Repeat exactly the lines below, from the line containing "Could you point to the red volcanic" through the last line, both included. Leave out any pictures.

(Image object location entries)
************

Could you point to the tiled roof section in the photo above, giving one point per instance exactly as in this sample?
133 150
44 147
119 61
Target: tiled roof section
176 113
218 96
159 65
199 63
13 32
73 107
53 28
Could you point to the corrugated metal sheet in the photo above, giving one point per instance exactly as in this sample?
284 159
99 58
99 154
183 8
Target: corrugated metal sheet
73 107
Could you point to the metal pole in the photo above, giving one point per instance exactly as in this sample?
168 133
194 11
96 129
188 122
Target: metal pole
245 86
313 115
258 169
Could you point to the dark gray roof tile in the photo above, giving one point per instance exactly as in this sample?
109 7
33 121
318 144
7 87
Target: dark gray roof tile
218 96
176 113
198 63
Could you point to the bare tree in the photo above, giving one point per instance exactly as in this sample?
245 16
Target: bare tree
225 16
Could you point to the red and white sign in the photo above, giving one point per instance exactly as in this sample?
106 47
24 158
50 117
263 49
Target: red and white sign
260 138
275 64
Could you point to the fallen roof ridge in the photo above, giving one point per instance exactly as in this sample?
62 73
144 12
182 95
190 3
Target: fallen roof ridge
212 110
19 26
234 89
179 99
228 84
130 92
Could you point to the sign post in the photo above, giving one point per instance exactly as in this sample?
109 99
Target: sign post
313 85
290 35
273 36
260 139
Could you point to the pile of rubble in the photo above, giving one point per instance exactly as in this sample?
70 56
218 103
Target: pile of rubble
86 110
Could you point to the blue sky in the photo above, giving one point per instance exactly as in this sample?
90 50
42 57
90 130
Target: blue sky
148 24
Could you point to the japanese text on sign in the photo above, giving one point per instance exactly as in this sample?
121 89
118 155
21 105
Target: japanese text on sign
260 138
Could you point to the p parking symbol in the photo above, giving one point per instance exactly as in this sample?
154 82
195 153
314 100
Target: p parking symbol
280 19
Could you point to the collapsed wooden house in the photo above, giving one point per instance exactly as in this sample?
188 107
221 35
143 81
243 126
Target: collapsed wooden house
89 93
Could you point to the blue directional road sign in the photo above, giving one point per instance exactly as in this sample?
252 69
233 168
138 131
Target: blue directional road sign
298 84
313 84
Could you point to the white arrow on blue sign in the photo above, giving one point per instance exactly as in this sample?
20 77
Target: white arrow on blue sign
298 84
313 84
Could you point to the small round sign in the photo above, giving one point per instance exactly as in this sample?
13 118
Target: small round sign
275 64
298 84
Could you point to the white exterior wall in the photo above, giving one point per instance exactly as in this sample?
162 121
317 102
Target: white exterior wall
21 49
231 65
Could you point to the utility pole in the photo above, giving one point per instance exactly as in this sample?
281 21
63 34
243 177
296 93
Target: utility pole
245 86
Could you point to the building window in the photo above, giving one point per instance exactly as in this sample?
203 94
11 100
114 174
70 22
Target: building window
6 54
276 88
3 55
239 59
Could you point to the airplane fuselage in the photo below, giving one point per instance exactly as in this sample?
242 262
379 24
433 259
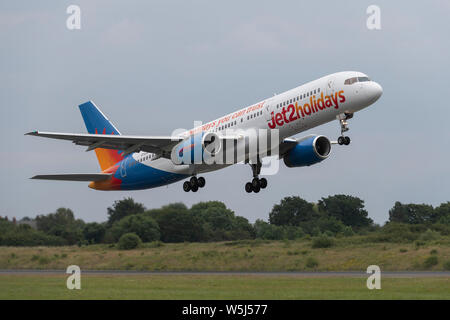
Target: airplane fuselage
291 112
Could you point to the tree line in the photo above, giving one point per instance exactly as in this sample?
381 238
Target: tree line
130 223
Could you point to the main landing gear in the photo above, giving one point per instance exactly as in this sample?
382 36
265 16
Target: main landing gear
343 117
257 184
194 183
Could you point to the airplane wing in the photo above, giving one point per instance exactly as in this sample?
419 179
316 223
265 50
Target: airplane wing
75 176
155 144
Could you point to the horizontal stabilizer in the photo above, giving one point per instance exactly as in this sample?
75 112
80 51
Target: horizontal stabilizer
75 176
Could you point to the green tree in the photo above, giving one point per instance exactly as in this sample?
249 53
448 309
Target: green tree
268 231
220 223
129 241
442 213
143 225
412 213
123 208
292 211
347 209
94 232
176 224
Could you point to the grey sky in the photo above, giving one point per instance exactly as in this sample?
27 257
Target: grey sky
155 66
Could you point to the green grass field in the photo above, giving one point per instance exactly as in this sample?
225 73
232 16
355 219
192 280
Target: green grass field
348 254
218 287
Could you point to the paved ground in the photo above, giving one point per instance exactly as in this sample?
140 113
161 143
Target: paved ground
353 274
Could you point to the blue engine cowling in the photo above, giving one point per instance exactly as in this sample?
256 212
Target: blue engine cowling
196 149
308 151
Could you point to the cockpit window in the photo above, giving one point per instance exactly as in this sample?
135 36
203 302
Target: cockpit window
356 79
351 80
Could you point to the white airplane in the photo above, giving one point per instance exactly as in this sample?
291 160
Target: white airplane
141 162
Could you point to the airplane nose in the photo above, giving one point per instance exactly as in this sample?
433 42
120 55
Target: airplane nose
374 92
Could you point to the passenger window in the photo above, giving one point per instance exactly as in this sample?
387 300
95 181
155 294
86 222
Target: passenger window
351 81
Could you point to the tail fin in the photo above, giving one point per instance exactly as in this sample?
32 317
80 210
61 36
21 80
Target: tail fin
97 123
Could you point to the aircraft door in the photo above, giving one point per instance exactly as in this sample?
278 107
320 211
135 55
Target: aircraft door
268 108
330 86
123 167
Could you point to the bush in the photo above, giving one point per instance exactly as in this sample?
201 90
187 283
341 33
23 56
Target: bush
129 241
447 265
142 225
322 242
311 262
430 262
348 231
429 235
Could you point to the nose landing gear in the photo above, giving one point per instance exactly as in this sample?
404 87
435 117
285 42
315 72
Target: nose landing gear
256 184
343 117
193 184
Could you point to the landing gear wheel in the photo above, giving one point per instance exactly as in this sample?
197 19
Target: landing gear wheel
194 181
201 182
186 186
263 183
346 141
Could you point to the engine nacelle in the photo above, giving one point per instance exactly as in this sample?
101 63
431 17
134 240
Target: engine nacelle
307 152
197 149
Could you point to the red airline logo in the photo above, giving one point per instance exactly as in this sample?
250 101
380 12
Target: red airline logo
293 112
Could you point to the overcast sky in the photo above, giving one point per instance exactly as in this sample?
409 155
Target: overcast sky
154 66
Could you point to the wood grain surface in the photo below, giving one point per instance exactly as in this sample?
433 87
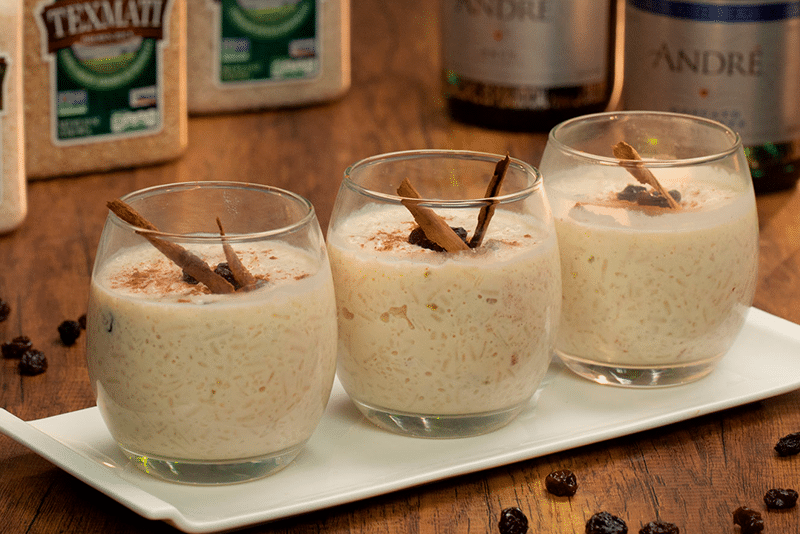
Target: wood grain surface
693 473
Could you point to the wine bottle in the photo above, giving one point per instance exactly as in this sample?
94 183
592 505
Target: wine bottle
526 66
734 61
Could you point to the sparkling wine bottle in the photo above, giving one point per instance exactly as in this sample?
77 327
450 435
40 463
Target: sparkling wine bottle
527 65
735 61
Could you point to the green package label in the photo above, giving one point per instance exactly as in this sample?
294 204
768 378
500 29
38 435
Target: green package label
268 40
106 62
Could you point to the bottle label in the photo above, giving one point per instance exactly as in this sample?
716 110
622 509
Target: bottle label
105 67
535 43
266 40
734 61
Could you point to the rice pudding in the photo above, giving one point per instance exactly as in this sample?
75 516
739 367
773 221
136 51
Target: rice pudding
426 332
648 286
184 374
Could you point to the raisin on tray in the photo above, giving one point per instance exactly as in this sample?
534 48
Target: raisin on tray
16 347
605 523
659 527
749 521
33 362
513 521
561 483
788 445
780 499
418 237
69 331
5 310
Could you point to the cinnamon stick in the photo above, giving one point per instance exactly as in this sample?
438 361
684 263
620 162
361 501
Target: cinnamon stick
240 272
436 229
487 211
624 151
192 264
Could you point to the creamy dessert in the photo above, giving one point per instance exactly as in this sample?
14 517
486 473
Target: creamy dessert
185 374
650 286
427 332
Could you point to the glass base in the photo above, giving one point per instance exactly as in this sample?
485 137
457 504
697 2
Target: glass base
439 426
638 377
212 472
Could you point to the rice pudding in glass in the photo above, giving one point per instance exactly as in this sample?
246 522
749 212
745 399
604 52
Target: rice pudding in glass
206 387
655 291
436 343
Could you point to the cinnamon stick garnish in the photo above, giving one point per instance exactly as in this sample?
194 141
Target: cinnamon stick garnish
240 272
624 151
436 229
192 264
487 211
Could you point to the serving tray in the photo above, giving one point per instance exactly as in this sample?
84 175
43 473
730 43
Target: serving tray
348 459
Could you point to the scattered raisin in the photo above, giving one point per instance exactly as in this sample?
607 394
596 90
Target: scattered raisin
513 521
5 310
780 499
225 272
16 347
69 331
750 521
605 523
418 237
33 362
189 279
561 483
659 527
788 445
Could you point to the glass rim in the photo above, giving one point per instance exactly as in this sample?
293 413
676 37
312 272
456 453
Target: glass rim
487 157
307 218
613 116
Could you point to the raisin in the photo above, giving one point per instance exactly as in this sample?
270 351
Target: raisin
513 521
189 279
780 499
69 331
630 192
225 272
788 445
659 527
605 523
33 362
749 521
418 237
561 483
16 347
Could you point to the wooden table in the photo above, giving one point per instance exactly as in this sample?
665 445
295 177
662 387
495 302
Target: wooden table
692 473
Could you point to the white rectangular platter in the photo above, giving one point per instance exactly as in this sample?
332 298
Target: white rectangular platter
348 459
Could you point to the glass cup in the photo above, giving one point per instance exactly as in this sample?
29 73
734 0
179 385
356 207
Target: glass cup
205 386
654 293
434 343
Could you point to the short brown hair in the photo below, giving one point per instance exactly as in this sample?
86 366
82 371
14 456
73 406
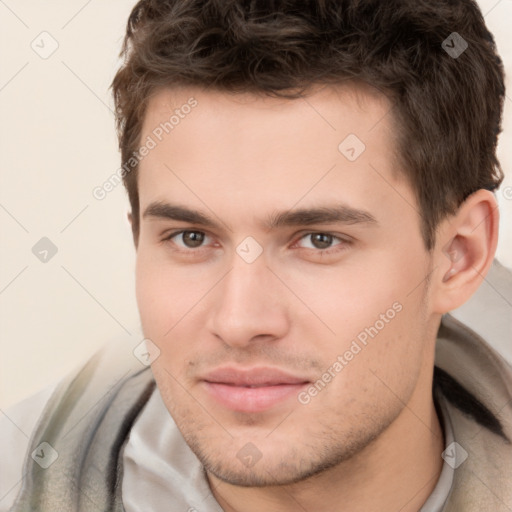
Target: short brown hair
447 107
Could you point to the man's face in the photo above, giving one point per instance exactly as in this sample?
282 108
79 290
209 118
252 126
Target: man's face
284 350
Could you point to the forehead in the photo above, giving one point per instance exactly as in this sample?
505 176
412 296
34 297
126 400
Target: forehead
211 147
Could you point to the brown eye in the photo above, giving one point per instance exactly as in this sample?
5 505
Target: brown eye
321 240
192 239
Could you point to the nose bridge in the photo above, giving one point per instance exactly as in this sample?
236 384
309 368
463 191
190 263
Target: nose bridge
248 303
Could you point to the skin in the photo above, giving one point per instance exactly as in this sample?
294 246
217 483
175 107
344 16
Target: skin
371 439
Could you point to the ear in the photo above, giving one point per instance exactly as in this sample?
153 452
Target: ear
130 220
465 248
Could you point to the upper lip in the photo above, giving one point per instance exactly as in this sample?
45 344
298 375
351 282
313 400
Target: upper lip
261 376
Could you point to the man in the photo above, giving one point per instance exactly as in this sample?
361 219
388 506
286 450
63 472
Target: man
311 189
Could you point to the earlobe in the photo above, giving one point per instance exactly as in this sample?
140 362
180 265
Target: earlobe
467 243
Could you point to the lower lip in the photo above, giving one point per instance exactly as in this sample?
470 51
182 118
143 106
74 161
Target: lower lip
244 399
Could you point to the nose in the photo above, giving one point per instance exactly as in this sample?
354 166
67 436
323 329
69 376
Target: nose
249 305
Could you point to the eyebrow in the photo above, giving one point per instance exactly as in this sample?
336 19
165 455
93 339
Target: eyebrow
287 218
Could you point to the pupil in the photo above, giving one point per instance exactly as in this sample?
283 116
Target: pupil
193 237
326 240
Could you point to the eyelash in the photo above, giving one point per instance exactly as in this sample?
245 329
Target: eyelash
193 252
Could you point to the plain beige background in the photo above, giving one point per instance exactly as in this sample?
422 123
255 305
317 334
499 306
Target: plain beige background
58 143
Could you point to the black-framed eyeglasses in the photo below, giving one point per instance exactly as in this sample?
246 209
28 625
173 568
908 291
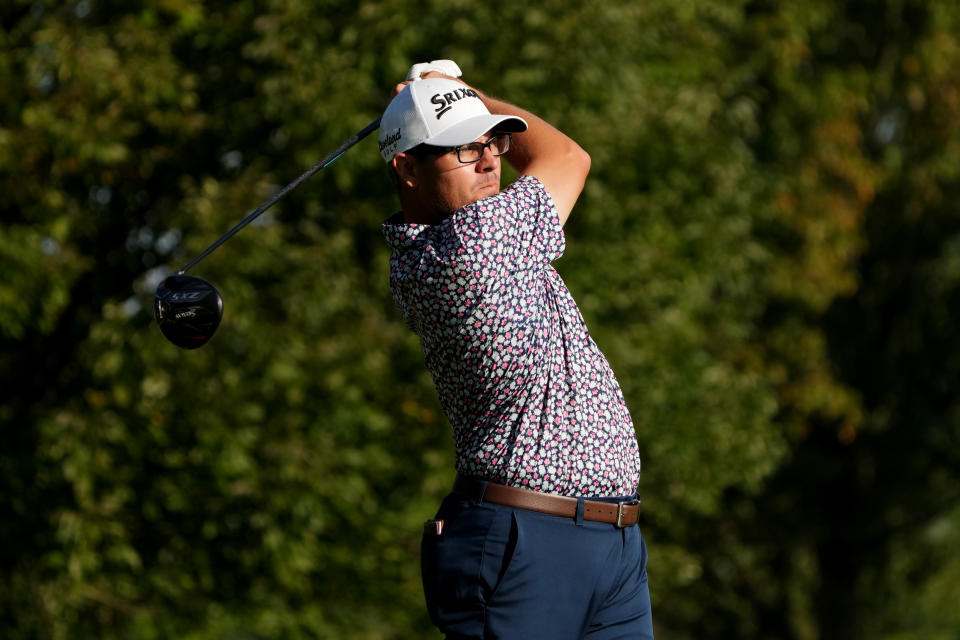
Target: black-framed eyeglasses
499 144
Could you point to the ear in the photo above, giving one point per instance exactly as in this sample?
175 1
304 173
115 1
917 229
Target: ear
407 168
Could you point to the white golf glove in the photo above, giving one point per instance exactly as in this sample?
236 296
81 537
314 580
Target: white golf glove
446 67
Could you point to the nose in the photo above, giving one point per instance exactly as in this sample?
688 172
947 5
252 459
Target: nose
488 161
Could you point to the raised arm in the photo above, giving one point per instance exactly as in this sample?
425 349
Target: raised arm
546 153
542 151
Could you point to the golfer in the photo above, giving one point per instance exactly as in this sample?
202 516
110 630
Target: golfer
538 537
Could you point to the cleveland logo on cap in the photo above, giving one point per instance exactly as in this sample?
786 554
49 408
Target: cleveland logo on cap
445 101
390 140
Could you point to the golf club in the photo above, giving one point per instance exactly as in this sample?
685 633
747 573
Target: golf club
188 309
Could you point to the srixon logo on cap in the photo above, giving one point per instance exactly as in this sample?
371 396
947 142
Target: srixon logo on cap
444 101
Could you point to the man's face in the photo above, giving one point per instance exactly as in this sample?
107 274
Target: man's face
447 184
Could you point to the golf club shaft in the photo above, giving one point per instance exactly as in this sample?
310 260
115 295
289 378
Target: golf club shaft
250 217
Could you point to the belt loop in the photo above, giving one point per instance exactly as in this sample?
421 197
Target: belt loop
579 517
483 490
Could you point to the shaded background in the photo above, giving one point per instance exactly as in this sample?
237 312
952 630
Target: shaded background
768 251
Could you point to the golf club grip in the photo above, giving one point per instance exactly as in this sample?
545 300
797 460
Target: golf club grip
250 217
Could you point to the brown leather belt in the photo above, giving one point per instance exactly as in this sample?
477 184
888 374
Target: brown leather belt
619 514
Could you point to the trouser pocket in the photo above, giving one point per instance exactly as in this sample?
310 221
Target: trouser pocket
460 562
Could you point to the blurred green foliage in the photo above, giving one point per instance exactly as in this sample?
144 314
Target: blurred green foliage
768 251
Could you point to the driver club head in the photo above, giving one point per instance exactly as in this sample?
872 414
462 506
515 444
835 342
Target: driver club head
188 310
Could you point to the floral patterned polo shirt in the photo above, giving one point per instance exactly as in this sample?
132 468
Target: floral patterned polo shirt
532 401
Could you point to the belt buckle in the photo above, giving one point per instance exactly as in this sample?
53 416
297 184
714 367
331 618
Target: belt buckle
620 505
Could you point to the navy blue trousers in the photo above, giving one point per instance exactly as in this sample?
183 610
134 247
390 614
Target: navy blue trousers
496 572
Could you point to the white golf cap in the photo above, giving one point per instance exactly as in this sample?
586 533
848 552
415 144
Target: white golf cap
438 112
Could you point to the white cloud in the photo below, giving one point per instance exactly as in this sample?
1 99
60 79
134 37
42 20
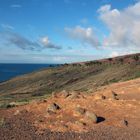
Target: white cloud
124 26
48 44
15 6
7 26
84 35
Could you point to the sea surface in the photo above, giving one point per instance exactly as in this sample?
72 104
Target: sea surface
8 71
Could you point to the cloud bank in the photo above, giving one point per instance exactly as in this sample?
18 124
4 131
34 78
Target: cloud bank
124 26
48 44
84 35
10 38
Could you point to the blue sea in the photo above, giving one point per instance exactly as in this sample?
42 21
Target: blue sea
8 71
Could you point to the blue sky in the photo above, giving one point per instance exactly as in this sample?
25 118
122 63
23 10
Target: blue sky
64 31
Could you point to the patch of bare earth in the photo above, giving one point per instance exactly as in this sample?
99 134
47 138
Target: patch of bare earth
111 113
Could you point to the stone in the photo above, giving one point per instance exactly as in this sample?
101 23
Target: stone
91 116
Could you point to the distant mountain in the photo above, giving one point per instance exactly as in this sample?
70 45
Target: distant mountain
82 76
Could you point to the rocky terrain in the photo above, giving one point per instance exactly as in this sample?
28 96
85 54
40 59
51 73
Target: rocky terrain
112 112
84 77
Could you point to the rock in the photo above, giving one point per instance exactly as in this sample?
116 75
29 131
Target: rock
124 123
53 107
16 112
64 94
80 110
73 95
54 95
79 123
99 97
91 116
114 95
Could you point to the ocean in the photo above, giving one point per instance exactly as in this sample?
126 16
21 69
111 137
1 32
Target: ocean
8 71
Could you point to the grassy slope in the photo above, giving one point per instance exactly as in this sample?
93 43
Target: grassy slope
79 76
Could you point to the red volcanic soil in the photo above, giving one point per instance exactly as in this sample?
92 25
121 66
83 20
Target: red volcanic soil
64 116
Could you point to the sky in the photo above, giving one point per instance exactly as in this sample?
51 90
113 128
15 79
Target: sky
66 31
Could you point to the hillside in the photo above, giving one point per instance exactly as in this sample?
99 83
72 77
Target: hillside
113 112
84 77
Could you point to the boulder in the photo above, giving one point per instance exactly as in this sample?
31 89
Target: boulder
91 116
53 107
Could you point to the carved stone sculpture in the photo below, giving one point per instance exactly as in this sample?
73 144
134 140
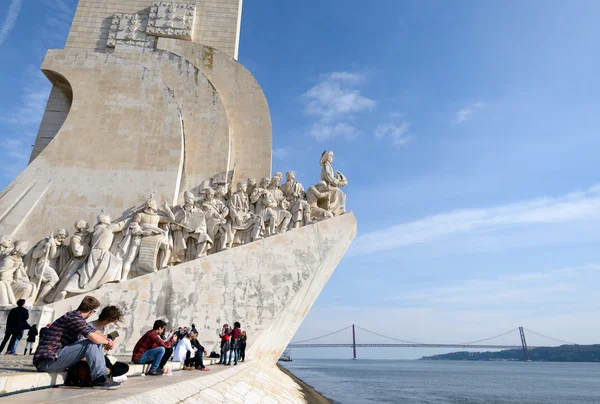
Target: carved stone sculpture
334 180
6 245
317 195
245 225
294 193
265 206
251 184
190 236
218 227
21 286
7 269
283 216
144 242
101 266
46 260
80 248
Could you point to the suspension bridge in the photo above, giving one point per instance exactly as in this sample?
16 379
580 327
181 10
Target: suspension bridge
399 343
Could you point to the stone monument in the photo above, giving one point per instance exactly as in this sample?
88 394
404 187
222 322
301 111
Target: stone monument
151 143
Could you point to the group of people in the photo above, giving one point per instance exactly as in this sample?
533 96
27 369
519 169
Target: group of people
215 220
82 347
233 341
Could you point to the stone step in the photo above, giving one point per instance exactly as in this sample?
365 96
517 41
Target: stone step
27 380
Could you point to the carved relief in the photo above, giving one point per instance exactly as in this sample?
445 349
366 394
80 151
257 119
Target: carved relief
171 19
150 239
129 29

************

> **Result**
Could you point to the red volcanic soil in the photo above, giving one point per instance exactly as in this sample?
92 25
121 66
83 20
Target: red volcanic soil
64 116
Could you point to the sky in the photo above, giving one point per instance exactly as in this sample?
51 90
113 128
15 79
Target: sky
66 31
Could you point to the hillside in the photo above, giving one point per instance exactly as in this sample?
99 83
72 77
Target: hillside
113 112
84 77
Could you point to the boulder in the photo above, giving one point per instance exactly as in this sample?
31 89
Target: boulder
91 116
53 107
Could you point to the carved stone sculpture in the photo below, giving one point per instance exactly as in this sample?
73 144
134 140
Target: carved stone sculpture
334 180
6 245
317 195
245 225
294 193
265 206
251 184
190 236
218 227
21 286
7 269
283 216
144 242
101 266
46 260
80 248
Could you point to the suspension bridge in the photo above, giving one point per instance exactly as in this sample?
16 379
580 327
181 10
Target: suspension bridge
399 343
Could you point to the stone monument in the photo above, giving one point per instance exactly as in this sample?
88 394
404 187
222 322
301 111
Target: stone monument
151 143
Could you point to the group of people in the photo above, giving one point per instance exactly as in this sample?
533 96
27 369
519 169
Target: group of people
215 220
82 347
233 341
Could you point to the stone step in the photo above, giving one point per instance exactly as in this sample?
365 96
517 41
Target: stone step
27 380
Could you point to the carved relief in the photo above, giving one point per instance exactly as in this sample?
445 349
366 394
80 151
257 119
Target: carved relief
171 19
150 239
129 29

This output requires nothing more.